■ DIRECTIVE:
Please reproduce the part of the listing below starting at the line that contains "Place one point on every instance of the cheek" and ending with the listing's final line, replacing "coordinates" with "positions" and changing nothing else. Return only those lines.

■ EXCERPTED RECORDS:

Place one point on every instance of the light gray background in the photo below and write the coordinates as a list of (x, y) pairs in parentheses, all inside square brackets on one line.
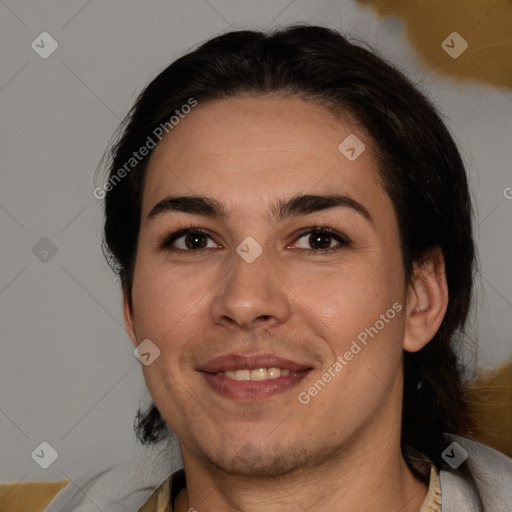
[(68, 374)]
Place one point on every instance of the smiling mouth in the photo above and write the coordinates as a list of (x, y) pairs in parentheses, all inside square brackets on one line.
[(253, 385), (258, 374)]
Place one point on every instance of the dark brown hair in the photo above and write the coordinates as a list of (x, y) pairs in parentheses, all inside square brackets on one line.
[(420, 168)]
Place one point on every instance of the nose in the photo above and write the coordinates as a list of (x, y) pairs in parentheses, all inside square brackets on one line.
[(251, 295)]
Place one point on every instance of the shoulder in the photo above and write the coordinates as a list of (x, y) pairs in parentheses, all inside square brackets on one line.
[(481, 482)]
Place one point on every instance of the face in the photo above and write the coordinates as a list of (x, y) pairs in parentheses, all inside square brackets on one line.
[(280, 330)]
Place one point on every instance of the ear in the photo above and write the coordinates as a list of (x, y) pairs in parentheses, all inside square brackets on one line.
[(129, 320), (427, 301)]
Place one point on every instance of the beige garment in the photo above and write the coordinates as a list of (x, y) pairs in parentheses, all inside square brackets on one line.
[(161, 499)]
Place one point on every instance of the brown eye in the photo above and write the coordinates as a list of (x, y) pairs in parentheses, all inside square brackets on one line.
[(187, 240), (320, 240)]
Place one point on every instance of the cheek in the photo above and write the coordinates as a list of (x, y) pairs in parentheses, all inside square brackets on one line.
[(348, 300)]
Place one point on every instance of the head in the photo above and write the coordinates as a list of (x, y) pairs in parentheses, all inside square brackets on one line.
[(253, 121)]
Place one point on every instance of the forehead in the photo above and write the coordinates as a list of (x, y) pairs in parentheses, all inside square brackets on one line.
[(262, 147)]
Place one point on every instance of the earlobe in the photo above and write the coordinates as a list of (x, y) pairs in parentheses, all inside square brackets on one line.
[(129, 322), (427, 301)]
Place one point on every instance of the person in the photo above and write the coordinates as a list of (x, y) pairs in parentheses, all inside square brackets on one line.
[(291, 223)]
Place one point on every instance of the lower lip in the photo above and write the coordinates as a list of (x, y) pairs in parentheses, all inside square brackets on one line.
[(250, 390)]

■ ANSWER IN FULL:
Place one point on every instance of the cheek in the photo above and write the positions as a list of (x, y) pairs in parentheses, all inside square brackets on one line.
[(348, 300)]
Place one point on every instance of the head in the photo above and write the positions as a list of (x, y) pairs in parentheses, all inside square brackets on one line.
[(253, 121)]
Place one point on every instance of the forehead in the photo above and write the positions as a list of (x, y) pairs in parentheses, all inside square brackets on one line.
[(262, 147)]
Place one point on every instance of the earlobe in the photo above and write the positions as a list of (x, y) pairs in parentheses, all inside square brackets on one line.
[(129, 322), (427, 301)]
Place one point on every instance of the person in the photo above and write the positions as a list of (x, y) pairs in parentheses, all inside square brackets on one line.
[(291, 223)]
Place one point on every instance of the lower lip in the photo above and write the positions as a list of (x, y) pairs in parentheses, all inside square brackets on one line.
[(250, 390)]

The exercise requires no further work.